BEGIN DOCUMENT PASSAGE
After shipping, we started to uncover some things with the radar that were not mature enough; the radar was way ahead of its time. There were two tubes, an A tube, and a B tube, that had two displays. There were germanium transistors that we couldn’t source anymore, and there were magnetron tubes which were difficult to produce. Occasionally, we had an issue with the magnetron. I had two guys who were down in the bowels at the Lab who told me what was wrong. We ended up fixing some of those things and I went through two or three ECPs with AIL at the time. But I was smarter, having seen what happened years before on the Q4 program about making the rules. Now I’m the system engineer and I got a young contracting officer with me and we’re negotiating one of the jobs. We have a solid-state local oscillator, a Gunn diode that worked very well, so we ended up putting that in the radar. About 30 radars were already built so we had to retrofit them, which meant the whole front end had to come out.
END DOCUMENT PASSAGE
Extend the radar account with a paragraph that begins after its final sentence. The records that come next are separate material with no connection to the radar account.
BEGIN RECORDS PROVIDED
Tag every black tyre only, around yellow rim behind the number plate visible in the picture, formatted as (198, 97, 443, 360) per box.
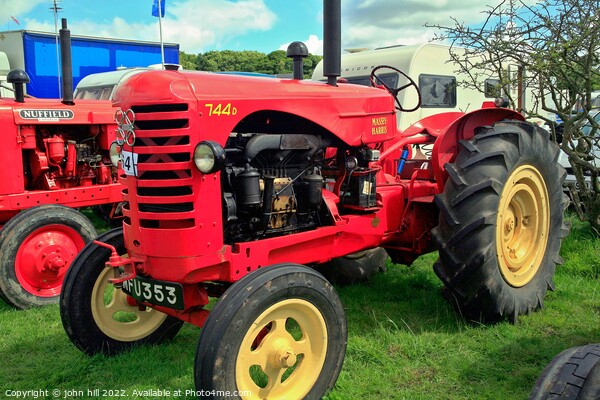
(60, 228, 183, 355)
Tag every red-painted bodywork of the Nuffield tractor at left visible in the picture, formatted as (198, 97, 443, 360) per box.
(0, 99, 121, 226)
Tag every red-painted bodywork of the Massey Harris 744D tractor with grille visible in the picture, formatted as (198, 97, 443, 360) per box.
(114, 71, 522, 325)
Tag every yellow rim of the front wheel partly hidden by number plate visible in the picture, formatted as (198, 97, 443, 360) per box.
(91, 268, 167, 342)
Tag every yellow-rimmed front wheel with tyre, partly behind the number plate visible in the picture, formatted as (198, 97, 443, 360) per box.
(60, 228, 183, 355)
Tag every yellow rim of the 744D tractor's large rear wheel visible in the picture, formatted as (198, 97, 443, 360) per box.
(496, 165, 550, 287)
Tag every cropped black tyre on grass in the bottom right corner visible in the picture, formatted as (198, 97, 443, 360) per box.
(529, 344, 600, 400)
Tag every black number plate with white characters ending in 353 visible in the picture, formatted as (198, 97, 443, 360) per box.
(123, 276, 183, 310)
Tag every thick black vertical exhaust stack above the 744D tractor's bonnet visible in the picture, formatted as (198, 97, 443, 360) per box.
(323, 0, 342, 86)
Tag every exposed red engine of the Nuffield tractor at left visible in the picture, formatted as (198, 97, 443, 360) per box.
(24, 126, 116, 190)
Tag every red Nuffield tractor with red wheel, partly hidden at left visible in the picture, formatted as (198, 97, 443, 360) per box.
(0, 20, 122, 308)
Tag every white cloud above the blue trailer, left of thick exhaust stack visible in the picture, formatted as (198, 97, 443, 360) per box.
(20, 0, 277, 54)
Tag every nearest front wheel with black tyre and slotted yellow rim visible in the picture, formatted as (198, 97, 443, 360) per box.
(195, 264, 347, 399)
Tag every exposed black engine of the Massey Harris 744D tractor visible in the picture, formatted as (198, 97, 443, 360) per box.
(222, 133, 327, 243)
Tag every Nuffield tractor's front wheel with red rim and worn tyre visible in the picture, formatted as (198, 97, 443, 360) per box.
(0, 204, 96, 309)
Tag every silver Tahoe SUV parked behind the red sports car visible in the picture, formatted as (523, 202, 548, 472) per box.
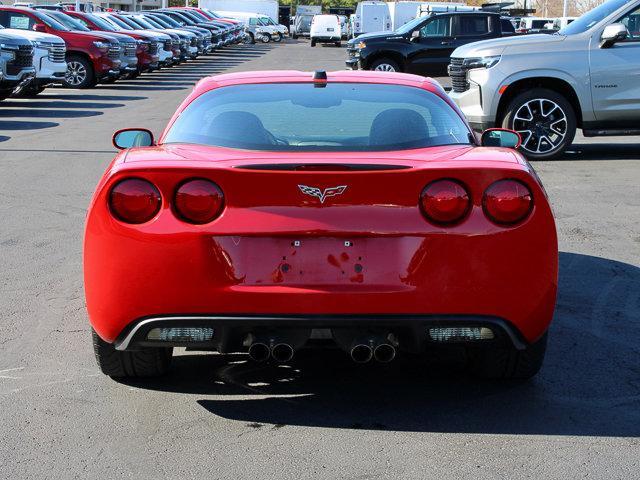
(449, 0, 640, 159)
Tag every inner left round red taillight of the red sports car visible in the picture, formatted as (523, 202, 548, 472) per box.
(174, 178, 224, 224)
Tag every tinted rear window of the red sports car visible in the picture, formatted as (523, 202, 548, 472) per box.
(164, 83, 470, 152)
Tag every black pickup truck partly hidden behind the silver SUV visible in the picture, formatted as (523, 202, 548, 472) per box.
(346, 11, 515, 76)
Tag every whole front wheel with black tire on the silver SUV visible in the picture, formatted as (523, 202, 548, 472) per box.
(502, 88, 577, 160)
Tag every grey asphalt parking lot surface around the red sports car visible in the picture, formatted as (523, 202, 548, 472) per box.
(0, 40, 640, 479)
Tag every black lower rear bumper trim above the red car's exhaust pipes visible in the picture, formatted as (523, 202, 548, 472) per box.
(114, 315, 527, 353)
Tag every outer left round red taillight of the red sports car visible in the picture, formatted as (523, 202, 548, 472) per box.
(109, 178, 162, 223)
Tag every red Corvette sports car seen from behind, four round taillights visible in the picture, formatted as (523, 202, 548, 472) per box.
(84, 71, 558, 378)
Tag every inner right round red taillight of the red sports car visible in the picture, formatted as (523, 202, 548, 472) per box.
(420, 180, 471, 224)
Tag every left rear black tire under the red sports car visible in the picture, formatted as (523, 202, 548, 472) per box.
(91, 329, 173, 378)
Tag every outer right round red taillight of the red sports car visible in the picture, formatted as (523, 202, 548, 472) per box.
(482, 180, 533, 225)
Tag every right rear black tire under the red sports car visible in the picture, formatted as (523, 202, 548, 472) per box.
(467, 332, 548, 380)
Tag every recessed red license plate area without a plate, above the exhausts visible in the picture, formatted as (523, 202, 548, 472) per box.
(214, 236, 426, 286)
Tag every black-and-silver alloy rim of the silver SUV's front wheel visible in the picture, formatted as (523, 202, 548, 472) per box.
(513, 98, 568, 154)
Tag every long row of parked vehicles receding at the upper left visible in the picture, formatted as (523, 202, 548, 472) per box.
(0, 5, 276, 100)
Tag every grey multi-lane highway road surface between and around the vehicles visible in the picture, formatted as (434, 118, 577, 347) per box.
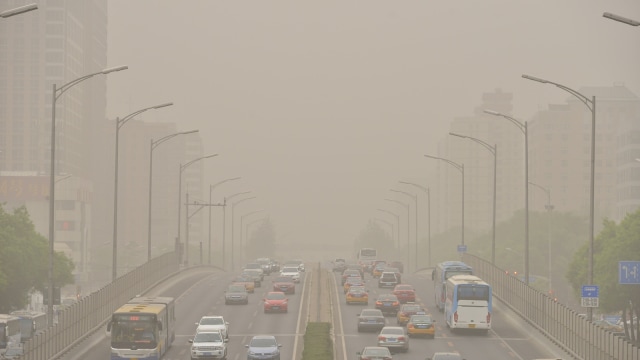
(64, 264, 566, 360)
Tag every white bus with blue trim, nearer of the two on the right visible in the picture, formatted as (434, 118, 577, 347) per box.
(444, 275, 492, 333)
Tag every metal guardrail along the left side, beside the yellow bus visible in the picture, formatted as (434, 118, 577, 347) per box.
(20, 252, 179, 360)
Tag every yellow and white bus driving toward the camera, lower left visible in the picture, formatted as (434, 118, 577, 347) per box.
(107, 297, 176, 360)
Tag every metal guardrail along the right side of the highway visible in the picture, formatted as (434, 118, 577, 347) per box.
(464, 254, 640, 360)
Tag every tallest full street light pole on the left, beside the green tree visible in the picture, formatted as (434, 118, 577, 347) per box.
(47, 66, 129, 326)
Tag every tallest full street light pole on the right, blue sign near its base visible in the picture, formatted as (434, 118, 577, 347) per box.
(522, 75, 596, 321)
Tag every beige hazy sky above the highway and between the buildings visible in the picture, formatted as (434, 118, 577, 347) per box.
(107, 0, 640, 248)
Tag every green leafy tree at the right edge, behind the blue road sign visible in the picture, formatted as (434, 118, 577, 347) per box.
(567, 210, 640, 344)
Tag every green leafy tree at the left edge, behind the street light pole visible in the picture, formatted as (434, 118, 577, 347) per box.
(0, 206, 74, 313)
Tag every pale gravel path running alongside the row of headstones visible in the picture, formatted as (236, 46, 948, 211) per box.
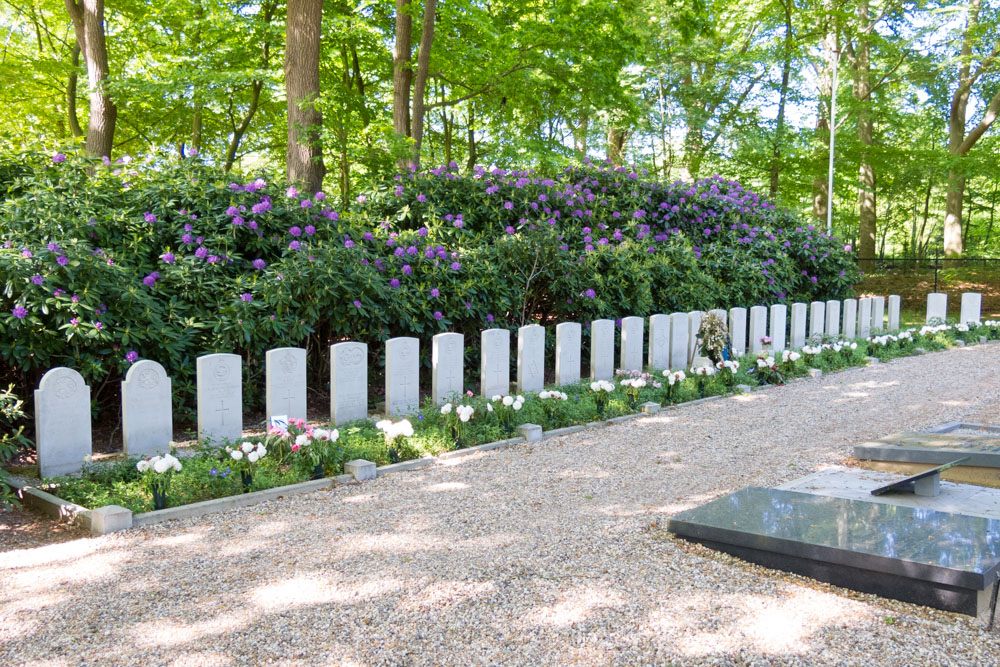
(0, 345, 1000, 665)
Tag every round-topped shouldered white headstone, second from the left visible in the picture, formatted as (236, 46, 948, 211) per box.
(122, 359, 174, 456)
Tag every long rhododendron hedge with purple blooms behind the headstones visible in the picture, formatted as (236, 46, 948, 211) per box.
(0, 156, 858, 420)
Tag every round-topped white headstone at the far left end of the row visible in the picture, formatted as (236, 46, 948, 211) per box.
(35, 367, 91, 477)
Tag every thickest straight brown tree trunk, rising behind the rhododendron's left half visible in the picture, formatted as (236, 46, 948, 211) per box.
(285, 0, 326, 192)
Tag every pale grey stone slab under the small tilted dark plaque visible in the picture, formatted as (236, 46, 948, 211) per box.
(777, 466, 1000, 520)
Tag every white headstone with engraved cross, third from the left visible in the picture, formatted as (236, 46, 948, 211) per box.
(197, 354, 243, 446)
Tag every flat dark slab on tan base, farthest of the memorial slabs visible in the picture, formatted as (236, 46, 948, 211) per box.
(854, 433, 1000, 468)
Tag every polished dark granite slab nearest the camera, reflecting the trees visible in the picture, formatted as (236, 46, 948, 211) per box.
(667, 487, 1000, 617)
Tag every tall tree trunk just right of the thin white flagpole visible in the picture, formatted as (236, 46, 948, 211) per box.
(854, 0, 877, 271)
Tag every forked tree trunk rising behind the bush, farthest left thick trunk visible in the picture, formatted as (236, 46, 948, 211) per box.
(64, 0, 118, 157)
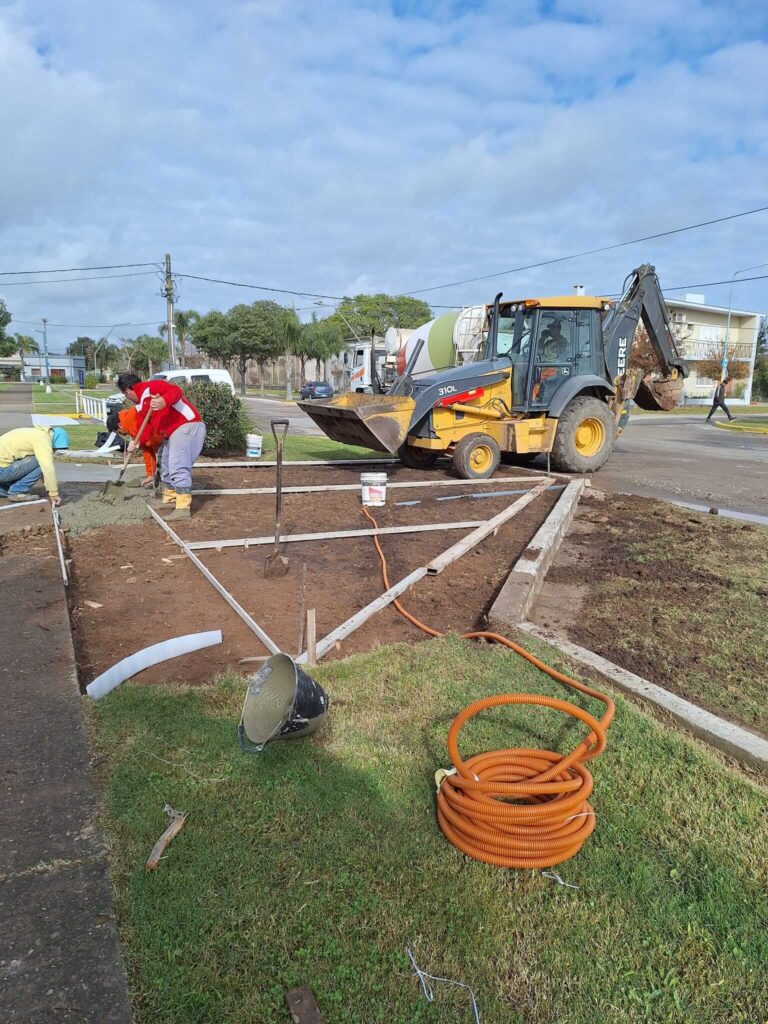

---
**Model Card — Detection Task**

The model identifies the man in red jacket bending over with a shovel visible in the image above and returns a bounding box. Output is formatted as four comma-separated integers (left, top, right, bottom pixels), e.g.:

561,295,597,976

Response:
118,374,206,522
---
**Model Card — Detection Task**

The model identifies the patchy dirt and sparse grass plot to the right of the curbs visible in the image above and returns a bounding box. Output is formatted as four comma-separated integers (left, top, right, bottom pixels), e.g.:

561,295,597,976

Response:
530,492,768,733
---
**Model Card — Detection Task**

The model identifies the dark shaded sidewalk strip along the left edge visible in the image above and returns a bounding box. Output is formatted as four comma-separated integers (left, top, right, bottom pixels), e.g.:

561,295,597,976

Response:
0,506,131,1024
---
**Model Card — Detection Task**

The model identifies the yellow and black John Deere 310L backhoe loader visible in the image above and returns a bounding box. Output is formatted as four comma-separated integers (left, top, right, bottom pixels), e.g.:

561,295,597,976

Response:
299,264,688,479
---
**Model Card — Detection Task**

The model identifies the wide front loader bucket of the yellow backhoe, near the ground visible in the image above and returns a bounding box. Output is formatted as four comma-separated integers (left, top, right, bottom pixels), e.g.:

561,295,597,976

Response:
297,392,416,452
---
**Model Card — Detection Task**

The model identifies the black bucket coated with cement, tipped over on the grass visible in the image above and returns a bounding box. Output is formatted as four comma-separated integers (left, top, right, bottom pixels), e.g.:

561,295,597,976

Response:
238,654,328,752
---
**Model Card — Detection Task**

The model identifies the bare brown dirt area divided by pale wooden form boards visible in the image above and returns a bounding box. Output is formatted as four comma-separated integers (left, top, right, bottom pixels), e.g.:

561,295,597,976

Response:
68,467,560,686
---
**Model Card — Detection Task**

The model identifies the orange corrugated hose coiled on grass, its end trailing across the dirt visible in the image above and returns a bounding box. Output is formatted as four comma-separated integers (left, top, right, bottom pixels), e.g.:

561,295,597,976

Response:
362,506,615,868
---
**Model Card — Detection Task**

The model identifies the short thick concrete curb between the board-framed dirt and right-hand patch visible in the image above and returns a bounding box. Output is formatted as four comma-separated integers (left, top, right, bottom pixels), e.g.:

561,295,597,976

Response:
488,479,587,630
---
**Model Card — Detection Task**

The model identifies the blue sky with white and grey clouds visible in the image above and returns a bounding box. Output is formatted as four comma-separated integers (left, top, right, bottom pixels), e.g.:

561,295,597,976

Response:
0,0,768,349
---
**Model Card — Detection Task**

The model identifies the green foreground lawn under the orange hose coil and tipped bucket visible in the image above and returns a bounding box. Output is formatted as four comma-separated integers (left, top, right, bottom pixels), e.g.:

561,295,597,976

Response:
88,638,768,1024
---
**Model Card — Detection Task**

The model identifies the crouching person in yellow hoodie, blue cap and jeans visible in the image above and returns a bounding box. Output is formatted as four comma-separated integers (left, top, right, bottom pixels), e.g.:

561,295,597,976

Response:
0,427,70,505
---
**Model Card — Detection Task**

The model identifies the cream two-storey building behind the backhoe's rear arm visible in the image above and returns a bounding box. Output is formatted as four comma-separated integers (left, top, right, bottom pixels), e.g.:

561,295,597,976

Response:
665,295,763,406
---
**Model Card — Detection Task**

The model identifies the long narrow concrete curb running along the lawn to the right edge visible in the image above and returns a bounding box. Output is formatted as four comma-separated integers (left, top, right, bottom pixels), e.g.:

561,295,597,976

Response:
517,623,768,769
END RECORDS PROVIDED
### WRITTEN REPLY
I had a radar back in my office. I took the front end apart myself, put it back together a couple of times. Then I knew how to do it and how long it took me, which was 6 hours the first time. After I did a couple of times, it took me 3 hours. AIL bid 30, 40, or 50 hours, something like that. Since it took me three hours I wouldn’t agree to their numbers during the negotiations. (I didn’t tell them I had disassembled it myself.) The AIL program manager, Hank, was a guy I had dealt with before and was a good friend of mine, as well as the PM for the contract. He didn’t really get along with his production guy. They were at odds, and these were the production guy’s numbers. I didn’t know that at the time. I told him that we would not accept their estimate of time, that it wasn’t defensible. The contracting officer nudged me and told me to go easy, that we couldn’t defend our position. The production guy claimed he had verified the repair time. So, I asked him to bring a radar and a tool kit to negotiations, and he couldn’t believe it, neither could the contracting officer. They brought a radar on a cart and a tool kit and went to lunch while I proceed to disassemble it. When negotiations resumed, I noted that it had been four hours, and I was almost done. What did they plan to do about their estimate? I knew they had to create documentation and other things. They brought down their estimate by half, which was still high, but nobody could believe that they moved that much. We accepted it.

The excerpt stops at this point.